Supplied entries:
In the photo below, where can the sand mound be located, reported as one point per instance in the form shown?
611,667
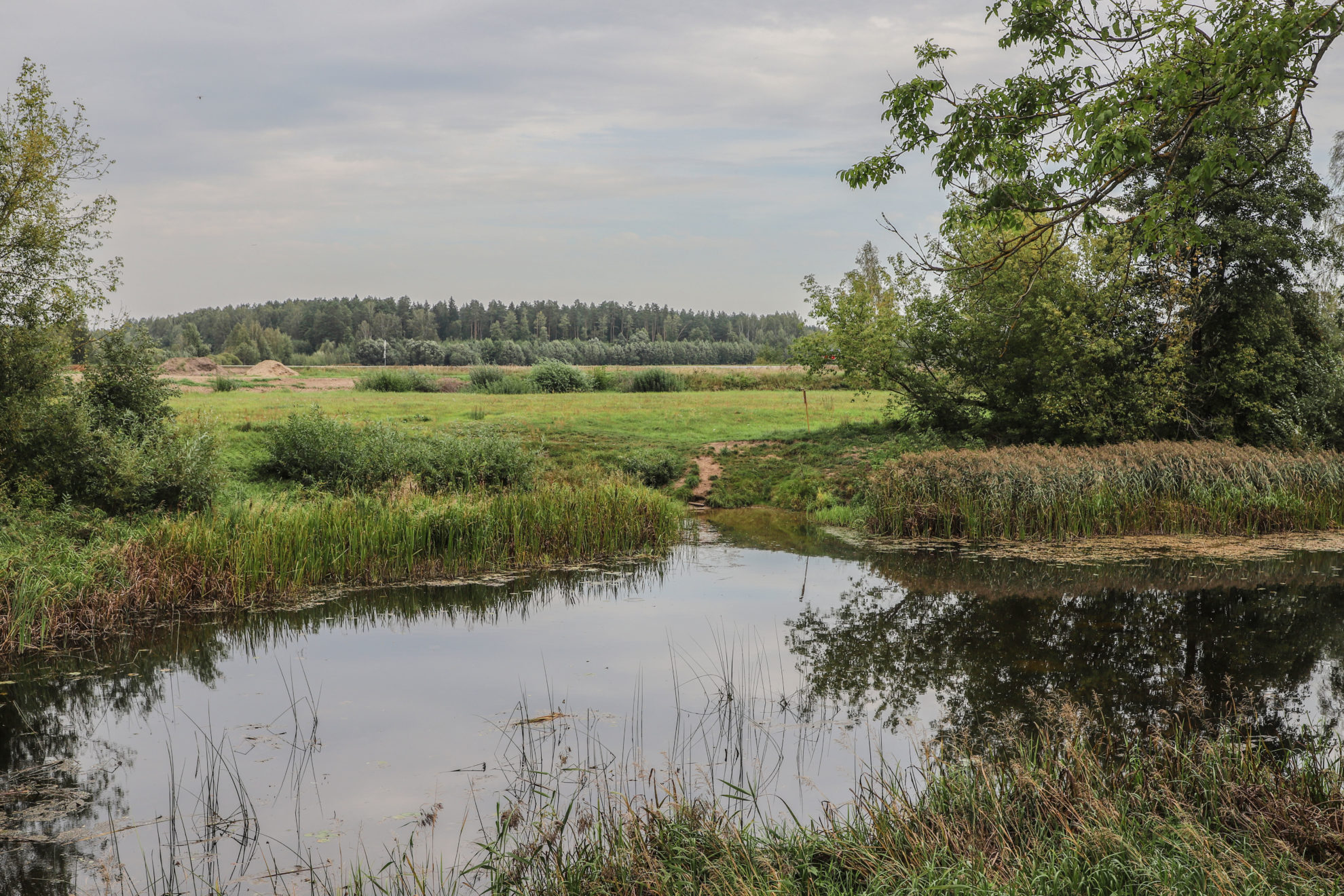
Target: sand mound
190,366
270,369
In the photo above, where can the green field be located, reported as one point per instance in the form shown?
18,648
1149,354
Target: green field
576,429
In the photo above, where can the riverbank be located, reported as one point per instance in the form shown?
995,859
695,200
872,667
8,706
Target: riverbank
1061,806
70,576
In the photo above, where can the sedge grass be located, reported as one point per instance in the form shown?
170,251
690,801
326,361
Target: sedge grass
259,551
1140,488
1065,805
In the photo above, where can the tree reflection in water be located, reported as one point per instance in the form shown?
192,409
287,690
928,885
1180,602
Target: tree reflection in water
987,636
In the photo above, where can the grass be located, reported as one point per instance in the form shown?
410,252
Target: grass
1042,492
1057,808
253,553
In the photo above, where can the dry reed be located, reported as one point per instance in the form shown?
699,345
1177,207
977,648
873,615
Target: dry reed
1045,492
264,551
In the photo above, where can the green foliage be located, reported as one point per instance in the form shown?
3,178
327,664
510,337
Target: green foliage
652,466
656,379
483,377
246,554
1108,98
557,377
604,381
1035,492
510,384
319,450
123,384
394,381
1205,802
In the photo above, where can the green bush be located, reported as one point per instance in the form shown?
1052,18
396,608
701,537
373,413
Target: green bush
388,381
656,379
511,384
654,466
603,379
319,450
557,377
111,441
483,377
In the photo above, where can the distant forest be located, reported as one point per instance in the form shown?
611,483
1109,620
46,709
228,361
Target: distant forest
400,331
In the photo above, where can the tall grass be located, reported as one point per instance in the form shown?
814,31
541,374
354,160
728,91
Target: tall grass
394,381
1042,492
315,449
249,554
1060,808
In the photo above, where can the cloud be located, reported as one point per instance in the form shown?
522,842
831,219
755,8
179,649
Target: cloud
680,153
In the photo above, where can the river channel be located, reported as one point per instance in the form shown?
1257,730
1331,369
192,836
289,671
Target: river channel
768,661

Required work: Can you copy all of the entries above word for word, leaving the pictures out?

Exercise result:
In the photo below, where can the sand mound be located, reported as one point per instance in the form shown?
611,667
Target: sand mound
190,366
270,369
In the photo above, where can the green field be located, reported as one point per instance in the form shown?
18,648
1149,354
Target: green field
576,429
In the photo above, where can the riverbank be located, reported as one point per instance in the form shown?
995,859
695,200
872,667
8,706
Target: riverbank
1061,806
70,576
In the photo above, where can the sedge grass be located, reported as one point per instance in the form shown?
170,251
690,801
326,361
Target: sedge grass
259,551
1140,488
1065,805
In the photo above, where can the tree reflection in water be located, reported as one point per instance in the form shown?
192,409
287,690
928,885
1180,602
Target: tree reflection in water
987,636
In the photo above, where can the grass be located, reported as one point per instance in the form shown?
410,252
Target: grass
1042,492
1057,808
253,553
In the photo above, where can the dry reed be located, reported as one point per instance in the form shown?
699,345
1177,207
977,648
873,615
Target: dry reed
1045,492
264,551
In the photo above, where can the green foliage be located, reported as one point per instance in the form shown?
3,178
327,664
510,337
Target: green foliage
652,466
656,379
483,377
246,554
1108,98
557,377
604,381
1035,492
510,384
319,450
123,384
394,381
1205,802
In the photo above, where can the green bush be located, reported as one point per instance in the form shown?
1052,18
396,608
701,537
373,413
Target: green bush
388,381
656,379
511,384
654,466
603,379
319,450
557,377
111,441
483,377
In the photo above, where can the distant forest be located, reported as one point per instance in the form shown?
611,483
1109,620
46,709
228,361
Target: distant forest
400,331
In the photo above, where can the tall grass be located, reported as one point per instance in the form shown?
814,31
541,374
354,160
728,91
Target: tall grass
394,381
1042,492
315,449
249,554
1060,808
In the photo above, where can the cloud be located, reported as one point per instance in the form shown?
522,842
831,219
755,8
179,649
Target: cloud
680,153
In the photo above, where can the river channel be located, reported as one point per instance in the form shown?
1257,730
1331,369
192,836
289,671
Target: river channel
768,661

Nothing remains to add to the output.